Render each non-blank line of the listing as a row in a Markdown table, with the columns "No." for the row number and "Text" for the line.

┌────────

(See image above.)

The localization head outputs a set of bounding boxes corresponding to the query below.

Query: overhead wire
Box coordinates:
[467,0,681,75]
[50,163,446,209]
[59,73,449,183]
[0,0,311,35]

└────────

> _WRITTEN ANSWER_:
| No. | Text |
|---|---|
| 1 | (See image above.) |
| 2 | The localization head outputs a set of bounding boxes corresponding to the query below. |
| 3 | Query: overhead wire |
| 4 | Box coordinates: |
| 5 | [467,0,681,75] |
| 6 | [50,163,446,209] |
| 7 | [59,73,449,183] |
| 8 | [0,0,311,35] |